» **About this exercise**: Gather up every line from the entries below that uses the word "hair".

Top of Available records

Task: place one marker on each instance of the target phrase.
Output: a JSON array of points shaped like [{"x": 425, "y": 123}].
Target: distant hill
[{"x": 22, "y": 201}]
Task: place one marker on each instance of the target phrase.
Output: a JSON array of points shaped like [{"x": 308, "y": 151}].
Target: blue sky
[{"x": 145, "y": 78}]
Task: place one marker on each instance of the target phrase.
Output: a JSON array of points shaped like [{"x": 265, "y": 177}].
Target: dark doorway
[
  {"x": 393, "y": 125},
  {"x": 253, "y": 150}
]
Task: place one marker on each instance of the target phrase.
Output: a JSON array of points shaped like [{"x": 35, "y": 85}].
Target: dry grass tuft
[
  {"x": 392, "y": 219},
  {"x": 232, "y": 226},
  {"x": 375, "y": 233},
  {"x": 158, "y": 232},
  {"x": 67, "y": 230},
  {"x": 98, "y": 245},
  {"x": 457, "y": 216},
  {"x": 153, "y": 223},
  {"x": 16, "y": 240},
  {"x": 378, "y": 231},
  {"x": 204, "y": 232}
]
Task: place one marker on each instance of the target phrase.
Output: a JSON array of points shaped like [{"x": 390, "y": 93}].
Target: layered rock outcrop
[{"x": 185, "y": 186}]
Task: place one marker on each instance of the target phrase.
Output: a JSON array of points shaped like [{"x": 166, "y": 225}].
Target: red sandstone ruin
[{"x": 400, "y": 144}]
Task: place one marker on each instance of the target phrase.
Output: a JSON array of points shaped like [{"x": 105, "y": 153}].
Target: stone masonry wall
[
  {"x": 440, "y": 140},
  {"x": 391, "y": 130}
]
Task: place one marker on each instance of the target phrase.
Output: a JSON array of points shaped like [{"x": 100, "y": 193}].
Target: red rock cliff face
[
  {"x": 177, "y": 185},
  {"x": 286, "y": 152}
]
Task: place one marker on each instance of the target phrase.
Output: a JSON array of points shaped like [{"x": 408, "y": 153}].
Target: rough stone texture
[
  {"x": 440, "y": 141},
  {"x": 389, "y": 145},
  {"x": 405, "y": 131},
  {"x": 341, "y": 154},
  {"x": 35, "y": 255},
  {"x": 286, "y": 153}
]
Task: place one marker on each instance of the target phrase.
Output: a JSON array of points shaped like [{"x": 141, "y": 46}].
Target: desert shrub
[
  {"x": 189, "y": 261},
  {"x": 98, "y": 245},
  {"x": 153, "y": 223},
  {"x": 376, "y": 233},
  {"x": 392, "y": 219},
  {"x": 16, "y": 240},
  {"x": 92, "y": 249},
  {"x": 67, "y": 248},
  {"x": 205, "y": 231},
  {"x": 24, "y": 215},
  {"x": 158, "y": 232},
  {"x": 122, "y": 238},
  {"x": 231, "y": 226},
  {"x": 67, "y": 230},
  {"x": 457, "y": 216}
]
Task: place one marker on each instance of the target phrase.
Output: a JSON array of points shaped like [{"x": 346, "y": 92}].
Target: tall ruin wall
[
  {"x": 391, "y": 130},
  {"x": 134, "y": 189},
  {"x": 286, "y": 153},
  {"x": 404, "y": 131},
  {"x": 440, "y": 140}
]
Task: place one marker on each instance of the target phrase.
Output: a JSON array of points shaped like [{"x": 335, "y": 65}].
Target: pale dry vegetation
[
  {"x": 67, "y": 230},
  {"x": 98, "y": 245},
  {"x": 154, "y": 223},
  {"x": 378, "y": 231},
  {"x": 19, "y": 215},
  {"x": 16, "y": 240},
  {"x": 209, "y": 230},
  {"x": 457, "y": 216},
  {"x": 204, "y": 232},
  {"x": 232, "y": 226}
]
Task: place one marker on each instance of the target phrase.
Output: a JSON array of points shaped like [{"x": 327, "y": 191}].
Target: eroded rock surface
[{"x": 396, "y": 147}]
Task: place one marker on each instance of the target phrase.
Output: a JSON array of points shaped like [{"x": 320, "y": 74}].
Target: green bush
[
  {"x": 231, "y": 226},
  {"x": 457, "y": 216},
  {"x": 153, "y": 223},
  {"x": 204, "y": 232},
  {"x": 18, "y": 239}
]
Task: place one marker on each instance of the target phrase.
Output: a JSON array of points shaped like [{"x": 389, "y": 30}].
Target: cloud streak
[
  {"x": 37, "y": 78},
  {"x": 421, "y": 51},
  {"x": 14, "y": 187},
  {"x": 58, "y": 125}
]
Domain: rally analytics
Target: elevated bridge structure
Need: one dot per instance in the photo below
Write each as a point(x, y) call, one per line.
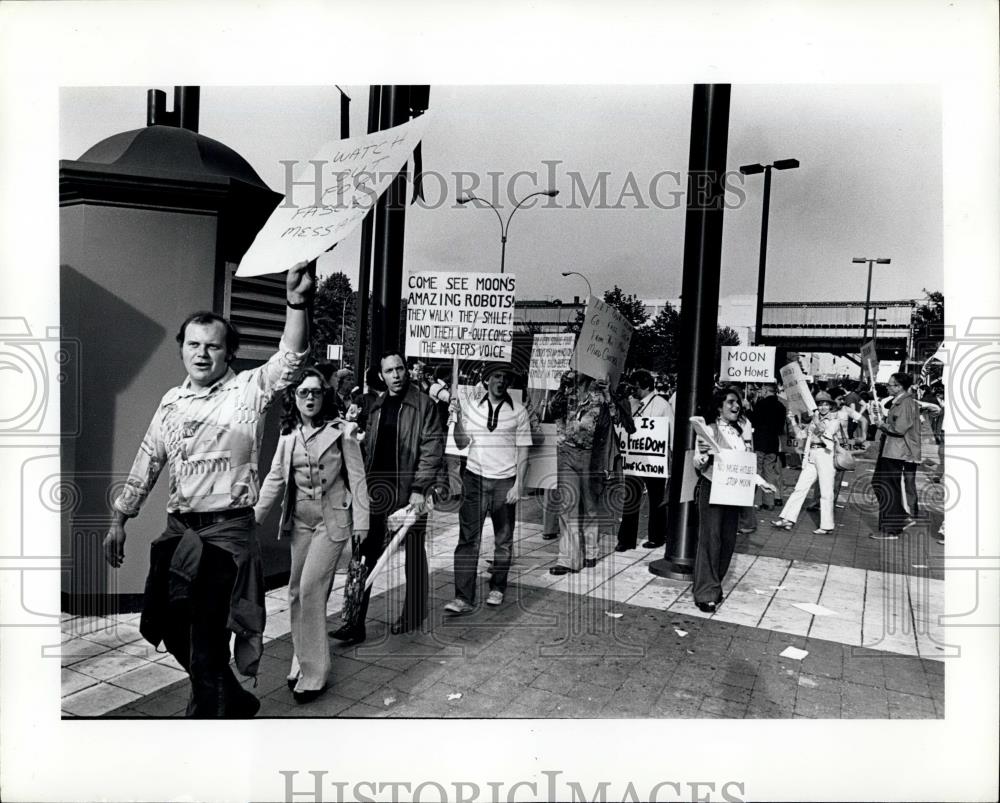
point(838, 327)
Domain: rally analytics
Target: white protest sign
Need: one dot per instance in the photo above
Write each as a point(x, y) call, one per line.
point(869, 359)
point(645, 451)
point(800, 399)
point(550, 358)
point(733, 478)
point(703, 430)
point(469, 315)
point(542, 469)
point(330, 196)
point(603, 344)
point(747, 364)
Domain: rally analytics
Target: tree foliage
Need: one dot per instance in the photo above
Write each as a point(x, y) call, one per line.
point(928, 325)
point(331, 316)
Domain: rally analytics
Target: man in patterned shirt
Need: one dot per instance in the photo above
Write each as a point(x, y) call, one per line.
point(205, 579)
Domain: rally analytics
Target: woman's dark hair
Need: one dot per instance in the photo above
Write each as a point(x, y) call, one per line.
point(904, 380)
point(718, 397)
point(642, 378)
point(205, 318)
point(330, 410)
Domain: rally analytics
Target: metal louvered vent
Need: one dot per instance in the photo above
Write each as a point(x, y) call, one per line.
point(257, 307)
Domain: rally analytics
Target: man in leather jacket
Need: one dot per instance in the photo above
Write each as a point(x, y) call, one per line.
point(404, 447)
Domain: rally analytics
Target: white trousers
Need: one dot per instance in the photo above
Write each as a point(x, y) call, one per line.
point(819, 464)
point(314, 563)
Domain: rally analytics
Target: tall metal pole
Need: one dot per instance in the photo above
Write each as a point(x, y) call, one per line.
point(699, 310)
point(390, 220)
point(365, 266)
point(868, 300)
point(763, 254)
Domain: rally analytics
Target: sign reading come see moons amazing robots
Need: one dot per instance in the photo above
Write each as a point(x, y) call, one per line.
point(460, 315)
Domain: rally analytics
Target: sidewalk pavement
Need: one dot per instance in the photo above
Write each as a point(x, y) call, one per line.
point(612, 641)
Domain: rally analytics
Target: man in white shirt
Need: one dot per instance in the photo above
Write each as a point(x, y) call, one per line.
point(497, 431)
point(646, 403)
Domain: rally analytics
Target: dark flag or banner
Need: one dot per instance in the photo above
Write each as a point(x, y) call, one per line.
point(354, 590)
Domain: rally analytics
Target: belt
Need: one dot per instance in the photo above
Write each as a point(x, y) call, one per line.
point(197, 521)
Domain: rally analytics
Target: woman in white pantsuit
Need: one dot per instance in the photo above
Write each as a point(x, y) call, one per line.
point(817, 463)
point(319, 466)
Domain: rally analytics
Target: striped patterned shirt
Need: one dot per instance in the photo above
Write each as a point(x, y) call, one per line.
point(209, 439)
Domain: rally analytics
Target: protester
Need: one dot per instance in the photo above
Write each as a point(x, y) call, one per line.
point(898, 444)
point(205, 577)
point(818, 439)
point(404, 444)
point(419, 378)
point(851, 401)
point(319, 472)
point(449, 484)
point(768, 419)
point(717, 524)
point(497, 433)
point(646, 403)
point(585, 418)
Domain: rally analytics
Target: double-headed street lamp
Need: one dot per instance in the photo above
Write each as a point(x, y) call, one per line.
point(749, 170)
point(868, 294)
point(504, 227)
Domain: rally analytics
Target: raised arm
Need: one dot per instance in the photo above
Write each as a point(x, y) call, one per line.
point(300, 285)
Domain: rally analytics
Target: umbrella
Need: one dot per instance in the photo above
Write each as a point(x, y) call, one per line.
point(404, 518)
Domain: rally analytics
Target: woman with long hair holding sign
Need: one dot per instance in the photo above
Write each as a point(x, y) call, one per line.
point(819, 437)
point(717, 523)
point(319, 472)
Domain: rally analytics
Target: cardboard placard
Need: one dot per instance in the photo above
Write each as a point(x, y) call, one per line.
point(604, 340)
point(646, 451)
point(733, 480)
point(747, 364)
point(869, 359)
point(799, 396)
point(330, 196)
point(551, 356)
point(467, 315)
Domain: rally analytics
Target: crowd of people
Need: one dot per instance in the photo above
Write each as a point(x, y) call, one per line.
point(355, 461)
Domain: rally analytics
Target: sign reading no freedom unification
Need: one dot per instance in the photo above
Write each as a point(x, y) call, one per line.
point(466, 315)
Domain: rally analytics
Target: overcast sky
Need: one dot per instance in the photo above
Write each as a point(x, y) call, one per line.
point(869, 183)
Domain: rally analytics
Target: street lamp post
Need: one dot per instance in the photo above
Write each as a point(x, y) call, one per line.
point(749, 170)
point(577, 273)
point(505, 227)
point(868, 294)
point(343, 320)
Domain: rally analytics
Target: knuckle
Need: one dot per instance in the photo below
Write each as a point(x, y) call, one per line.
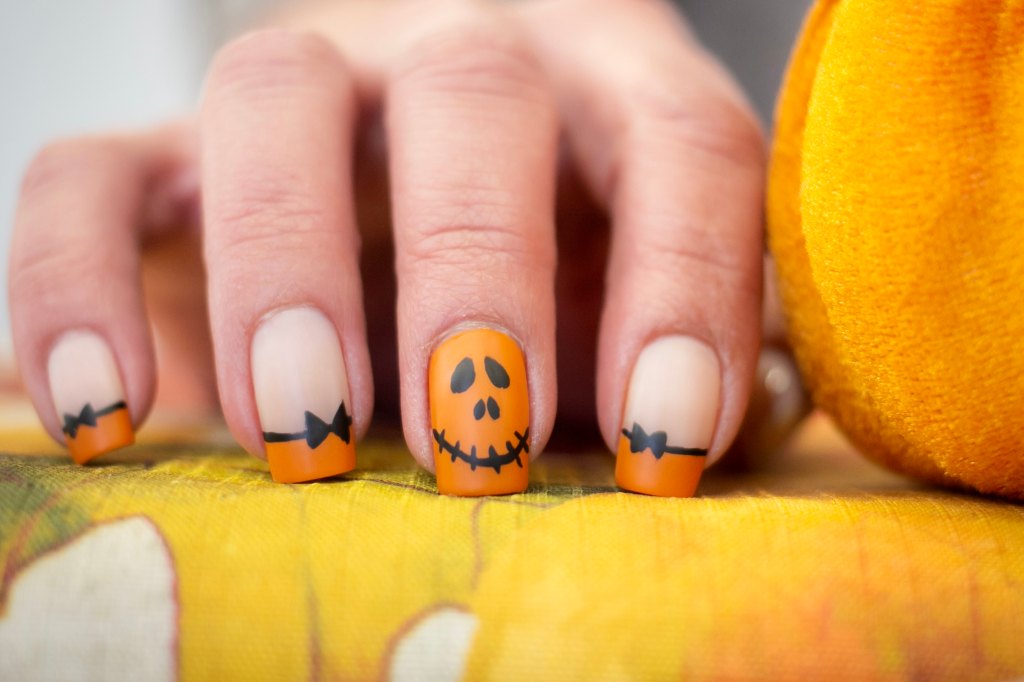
point(471, 248)
point(671, 250)
point(271, 59)
point(267, 228)
point(714, 125)
point(42, 268)
point(62, 161)
point(472, 54)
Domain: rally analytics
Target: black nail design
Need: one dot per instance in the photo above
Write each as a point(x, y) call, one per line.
point(88, 417)
point(316, 429)
point(494, 460)
point(657, 443)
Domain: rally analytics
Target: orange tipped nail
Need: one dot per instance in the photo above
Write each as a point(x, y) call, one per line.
point(301, 391)
point(94, 432)
point(88, 396)
point(321, 451)
point(479, 415)
point(669, 420)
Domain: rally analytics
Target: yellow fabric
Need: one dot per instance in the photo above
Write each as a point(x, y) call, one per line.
point(820, 566)
point(896, 207)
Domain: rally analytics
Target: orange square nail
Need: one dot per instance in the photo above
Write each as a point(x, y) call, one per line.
point(479, 415)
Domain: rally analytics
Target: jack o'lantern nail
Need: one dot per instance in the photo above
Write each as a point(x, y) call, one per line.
point(88, 396)
point(479, 415)
point(669, 420)
point(302, 396)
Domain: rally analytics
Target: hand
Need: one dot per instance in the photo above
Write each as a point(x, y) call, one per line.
point(492, 123)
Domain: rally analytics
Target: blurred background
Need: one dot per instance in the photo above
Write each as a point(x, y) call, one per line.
point(72, 67)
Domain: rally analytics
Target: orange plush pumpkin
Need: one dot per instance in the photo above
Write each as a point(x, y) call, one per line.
point(896, 218)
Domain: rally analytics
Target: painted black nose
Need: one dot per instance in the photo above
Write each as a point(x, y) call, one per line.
point(479, 410)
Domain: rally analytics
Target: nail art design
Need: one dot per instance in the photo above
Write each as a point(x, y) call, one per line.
point(93, 432)
point(479, 415)
point(316, 429)
point(298, 370)
point(674, 391)
point(83, 374)
point(656, 442)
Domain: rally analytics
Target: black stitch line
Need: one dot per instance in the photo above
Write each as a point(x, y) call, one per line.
point(494, 460)
point(341, 420)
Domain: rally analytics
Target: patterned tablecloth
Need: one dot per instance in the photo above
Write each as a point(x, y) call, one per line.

Bottom of Available records

» **Exercise result**:
Target: woman's dark hair
Target: woman with long hair holding sign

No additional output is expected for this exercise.